### [Page excerpt]
□ □ □
# looking for Insight on Preditor upgrade



## Toro-8-2-4 (Dec 28, 2013)

I'm in the beginning stages of my Preditor upgrade on my 5/22 MTD. I want to lay it all out before I order the pulleys and what ever else.

I have the engine mounted as far forward as possible and I am still about 1" shy of being in line with the auger pulley. I know some members said you can flip the lower pulley around and get it closer but on my machine I don't see that helping.

1. Are people using a shaft extention or finding a pulley with a long width and letting it overhang.? 

2. I noticed some are using a 3" pulley. The OEM on my machine is closer to 2.5". Are folks trying to speed up the auger or are they just matching what was there.?


3. Also ,I know Gusto and maybe some others have replaced the OEM friction plate with an 8.5" diameter. I am looking at the part and it has a smooth shaft with a flat on it. The OEM is threaded and directly bolted on with a nut. How did folks mount this larger friction plate pulley without any threads on it.? 

Thanks in advance to all!


----------



## SlowRider22 (Oct 17, 2013)

If it comes down to it, and how handy you are, your best bet might just be to remove the old mounting studs and then install some new one.
Take a look at my thread with what I did to my Ariens...search "32inch Ariens restore and repower." It's not too in-depth with the new mounting studs, but it will give you an idea as to where to start if you decide to do it to your machine.
□ □ □
### [Entries provided]
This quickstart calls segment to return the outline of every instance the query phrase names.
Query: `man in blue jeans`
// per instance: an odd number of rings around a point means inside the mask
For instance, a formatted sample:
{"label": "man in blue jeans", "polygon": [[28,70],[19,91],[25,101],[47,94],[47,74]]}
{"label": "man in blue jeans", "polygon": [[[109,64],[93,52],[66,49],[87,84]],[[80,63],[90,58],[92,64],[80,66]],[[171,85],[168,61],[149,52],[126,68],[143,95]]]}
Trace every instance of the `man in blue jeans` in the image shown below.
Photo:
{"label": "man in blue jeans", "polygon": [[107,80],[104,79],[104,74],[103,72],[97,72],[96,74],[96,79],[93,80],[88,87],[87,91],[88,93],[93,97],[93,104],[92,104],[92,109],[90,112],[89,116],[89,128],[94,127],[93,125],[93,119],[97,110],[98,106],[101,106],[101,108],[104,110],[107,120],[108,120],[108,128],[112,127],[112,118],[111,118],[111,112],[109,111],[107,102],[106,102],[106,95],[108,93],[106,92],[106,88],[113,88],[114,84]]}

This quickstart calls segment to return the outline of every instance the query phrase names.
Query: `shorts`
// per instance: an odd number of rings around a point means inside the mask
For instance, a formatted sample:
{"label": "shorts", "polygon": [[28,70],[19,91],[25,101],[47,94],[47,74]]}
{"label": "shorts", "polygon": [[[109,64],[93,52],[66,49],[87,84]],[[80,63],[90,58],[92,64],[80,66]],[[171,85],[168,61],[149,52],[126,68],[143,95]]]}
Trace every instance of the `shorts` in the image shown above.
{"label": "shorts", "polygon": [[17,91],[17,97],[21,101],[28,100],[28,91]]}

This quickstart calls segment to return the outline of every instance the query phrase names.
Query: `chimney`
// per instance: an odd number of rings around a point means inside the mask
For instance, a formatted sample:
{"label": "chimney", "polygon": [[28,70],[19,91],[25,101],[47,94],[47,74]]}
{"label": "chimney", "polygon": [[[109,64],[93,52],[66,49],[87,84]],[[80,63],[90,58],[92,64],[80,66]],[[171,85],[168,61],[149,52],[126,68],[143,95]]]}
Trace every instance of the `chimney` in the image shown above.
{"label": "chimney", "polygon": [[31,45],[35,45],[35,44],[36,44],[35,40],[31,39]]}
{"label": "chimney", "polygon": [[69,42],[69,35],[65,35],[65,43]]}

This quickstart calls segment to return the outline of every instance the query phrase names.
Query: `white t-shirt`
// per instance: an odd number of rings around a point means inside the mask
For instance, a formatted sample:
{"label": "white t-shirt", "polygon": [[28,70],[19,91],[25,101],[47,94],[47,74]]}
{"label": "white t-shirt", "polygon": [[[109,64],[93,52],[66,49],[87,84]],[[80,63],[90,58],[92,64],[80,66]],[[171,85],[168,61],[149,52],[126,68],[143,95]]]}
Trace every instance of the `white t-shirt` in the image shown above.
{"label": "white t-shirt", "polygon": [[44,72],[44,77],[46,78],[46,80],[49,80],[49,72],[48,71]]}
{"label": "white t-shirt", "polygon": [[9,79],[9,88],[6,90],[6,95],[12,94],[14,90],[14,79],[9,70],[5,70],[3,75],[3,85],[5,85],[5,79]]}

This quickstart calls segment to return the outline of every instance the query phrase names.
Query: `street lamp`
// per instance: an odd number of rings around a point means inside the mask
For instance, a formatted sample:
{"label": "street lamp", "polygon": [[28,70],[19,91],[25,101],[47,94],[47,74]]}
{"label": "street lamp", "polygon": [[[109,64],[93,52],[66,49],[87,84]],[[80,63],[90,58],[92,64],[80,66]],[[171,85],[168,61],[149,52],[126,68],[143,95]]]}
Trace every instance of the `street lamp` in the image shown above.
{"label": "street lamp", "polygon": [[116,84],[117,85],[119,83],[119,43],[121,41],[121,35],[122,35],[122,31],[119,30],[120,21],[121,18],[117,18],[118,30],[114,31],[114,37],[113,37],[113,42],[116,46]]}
□ □ □
### [Complete the following]
A. In the upgrade thread, how far short of lining up with the auger pulley is the engine when mounted as far forward as possible?
B. Check these statements against the upgrade thread. Answer yes or no for each and quote the words that decide it. (i) The engine is mounted as far back as possible. (ii) The larger friction plate part has a threaded shaft. (iii) The reply suggests removing the old mounting studs.
C. In the upgrade thread, retype everything from "I have the engine" down to "see that helping.".

### [Exercise solutions]
A. About 1 inch.

B.
(i) No: "I have the engine mounted as far forward as possible"
(ii) No: "it has a smooth shaft with a flat on it"
(iii) Yes: "remove the old mounting studs and then install some new one"

C.
I have the engine mounted as far forward as possible and I am still about 1" shy of being in line with the auger pulley. I know some members said you can flip the lower pulley around and get it closer but on my machine I don't see that helping.